**Brief A:**
Reproduce, character for character, every one of the labeled bounding-box records below.

**Supplied text:**
--- --- ---

Even though “Murder Without End” had the most potent line-up up to that point, Fleshgrind does nothing of note with the talent at its disposal. Not even the steep increase in technical chops makes it notably different from its contemporaries. The only thing that truly differentiates this album is the usage of a recurring piano effect. The very minimal effect is somewhat reminiscent of the Nine Inch Nails song ‘The Frail’ from the “The Fragile” double album. On all other fronts there’s no notable evolution from the past. The lyrics follow a loose narrative, detailing the events and deteriorating psychology of a serial murderer as he stalks, sexually assaults and brutally kills his various unfortunate female victims in the most graphic of ways. The only track to not follow the narrative is the re-recorded version of demo track ‘Holy Pedophile’ (from the 1993 demo tape of the same name). The fact that the best, and most memorable track on the album is one that the band wrote a decade prior is problematic to say the least.

The album was recorded at Studio One in Racine, Wisconsin with producer Chris Wisco – and the only Fleshgrind effort in which Broken Hope’s Brian Griffin had no involvement. There’s a degree of clarity, warmth and texture that was sorely absent on the prior two Fleshgrind releases. Chris Wisco gives the band a warmer drum – and bass guitar tone along with more overall sonic depth. The visually arresting digital artwork by Mike Bohatch was a major improvement over the rather muddy artwork that adorned the otherwise adequate “The Seeds Of Abysmal Torment”. At long last in terms of production and visuals Fleshgrind was living up to its veteran status. Yet despite the increased production values and potent line-up Fleshgrind was still nothing more than a mere sum of its parts.

--- --- ---

**Material for this exercise:**
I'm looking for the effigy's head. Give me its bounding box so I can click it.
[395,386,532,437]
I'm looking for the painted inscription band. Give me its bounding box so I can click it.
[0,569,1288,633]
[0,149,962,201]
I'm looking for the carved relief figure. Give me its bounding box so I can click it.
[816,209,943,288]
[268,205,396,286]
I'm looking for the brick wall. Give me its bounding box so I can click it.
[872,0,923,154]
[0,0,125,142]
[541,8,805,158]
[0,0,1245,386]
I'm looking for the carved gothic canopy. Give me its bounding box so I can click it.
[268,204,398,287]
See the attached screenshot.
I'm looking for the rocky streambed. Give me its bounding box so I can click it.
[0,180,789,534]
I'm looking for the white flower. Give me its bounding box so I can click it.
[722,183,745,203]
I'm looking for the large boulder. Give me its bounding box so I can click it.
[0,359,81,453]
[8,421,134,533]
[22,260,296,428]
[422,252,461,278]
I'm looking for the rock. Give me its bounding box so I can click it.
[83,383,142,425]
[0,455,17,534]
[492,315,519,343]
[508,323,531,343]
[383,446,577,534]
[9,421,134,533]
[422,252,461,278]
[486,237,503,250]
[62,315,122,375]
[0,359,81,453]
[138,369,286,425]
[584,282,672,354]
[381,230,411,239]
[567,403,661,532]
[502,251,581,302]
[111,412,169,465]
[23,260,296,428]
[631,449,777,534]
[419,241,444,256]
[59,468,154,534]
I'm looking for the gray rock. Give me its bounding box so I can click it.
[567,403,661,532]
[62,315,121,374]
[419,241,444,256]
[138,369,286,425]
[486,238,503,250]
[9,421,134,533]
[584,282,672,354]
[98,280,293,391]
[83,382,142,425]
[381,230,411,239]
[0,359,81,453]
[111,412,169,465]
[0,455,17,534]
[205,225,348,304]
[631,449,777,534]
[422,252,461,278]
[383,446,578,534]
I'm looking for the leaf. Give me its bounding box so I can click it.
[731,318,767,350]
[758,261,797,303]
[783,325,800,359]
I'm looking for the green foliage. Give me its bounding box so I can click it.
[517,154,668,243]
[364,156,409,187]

--- --- ---

**Brief B:**
Write the next part of the review of Fleshgrind's "Murder Without End" above, starting right after its final sentence.

**Reply A:**
I'm looking for the effigy's head. Give me its bounding box so I can click it.
[395,386,532,437]
I'm looking for the painted inscription band. Give me its bounding box so I can click it.
[0,569,1288,633]
[0,149,962,201]
I'm looking for the carved relief figure. Give me its bounding box so I can click it.
[816,209,943,288]
[268,205,396,286]
I'm looking for the brick wall. Give me its bounding box so I can click it.
[872,0,923,154]
[0,0,125,142]
[541,8,805,158]
[0,0,1245,386]
I'm looking for the carved gothic canopy. Give me its bounding box so I can click it.
[268,204,398,287]
See the attached screenshot.
I'm looking for the rocky streambed. Give me its bounding box so I can click it.
[0,180,789,534]
I'm looking for the white flower. Give me its bounding box so I can click it.
[722,183,745,203]
I'm looking for the large boulder. Give me its bounding box so I can click it.
[0,359,81,453]
[8,421,134,533]
[22,260,296,428]
[422,252,461,278]
I'm looking for the rock. Give me its bounding box so I can click it.
[83,383,142,425]
[0,455,17,534]
[492,315,519,343]
[508,323,531,343]
[383,446,577,534]
[9,421,134,533]
[422,252,461,278]
[486,237,503,250]
[62,315,122,375]
[0,359,81,453]
[138,369,286,425]
[584,282,672,354]
[381,230,411,239]
[567,403,661,532]
[502,251,581,302]
[111,412,169,465]
[23,260,296,428]
[631,449,777,534]
[419,241,444,256]
[59,468,154,534]
I'm looking for the gray rock. Give me its bounding box so I can click it.
[567,403,661,532]
[62,315,121,374]
[419,241,444,256]
[138,369,286,425]
[486,238,503,250]
[9,421,134,533]
[584,282,672,354]
[98,280,293,391]
[83,382,142,425]
[381,230,411,239]
[0,359,81,453]
[111,412,169,465]
[0,455,17,534]
[205,225,348,304]
[631,449,777,534]
[422,252,461,278]
[383,446,578,534]
I'm looking for the leaf. Give me its bounding box so I can click it.
[731,318,767,350]
[758,261,797,303]
[783,325,800,359]
I'm looking for the green foliage. Give me its bounding box so I can click it.
[517,154,668,243]
[364,156,409,187]

**Reply B:**
Thanks to the contract with Olympic Recordings and Century Media the band enjoyed great visibility on the scene than regional peers Gorgasm, who were on Unique Leader Records. While functional, and enjoyable in its own right “Murder Without End” was hardly a vital, or mandatory record in any capacity.

Fleshgrind

“The Seeds Of Abysmal Torment” saw Chicago bruisers Fleshgrind move into slightly more technical and challenging territory. In the decade-plus that they were active, from 1993 to 2005, they released three albums, of which “The Seeds Of Abysmal Torment” was the second. Moving away from the trite gore – and horror subject matter of its debut this second album moves into more earthy and socio-political territory. Even though the differences with “Destined For Defilement” are minimal, and cosmetic at best – by 2000 Fleshgrind was outplayed by a new generation of bands who played death metal more technical, and faster. The record represents a leap forward for a band that never was able to cement its reputation despite its status as respectable scene veterans. It is the last Fleshgrind record to be recorded and produced by Broken Hope member Brian Griffin.

Fleshgrind

It remains a mystery why Fleshgrind opted for a single-guitar setup after frontman Lipcomb’s commendable job as a rhythm player on its debut outing. The installing of Alan Collado on drums, and James Genenz on bass guitar led to a more lively rhythm section. The drumming had become more complex with more fills, rolls, and cymbal crashes along with nearly constant thundering double-bass drums. While the guitar work has improved there still are no leads, or solos – and that is to the band’s everlasting detriment. Had there been a number of solos then perhaps these battering, but otherwise mundane, excercises in banality would have had an identifier, or two. Even though there are some dark melodies and dissonant chord progressions in ‘Monarch Of Misery’, plus a brief bass guitar break and some prominent bass licks in ‘The Deviating Ceremonies’ and ‘A Legion Of Illusions’ – the record is hardly unsettling, threatening and morbid sounding at any point during its playing time. ‘Seas Of Harrow’, the only song to clock under two minutes, had the potential of being a better, more involving song, but it wasn’t given the proper time for its ideas to be meaningfully expanded upon. ‘Hogtied and Hatefucked’ is probably the most bouncy track Fleshgrind ever wrote up that point in time.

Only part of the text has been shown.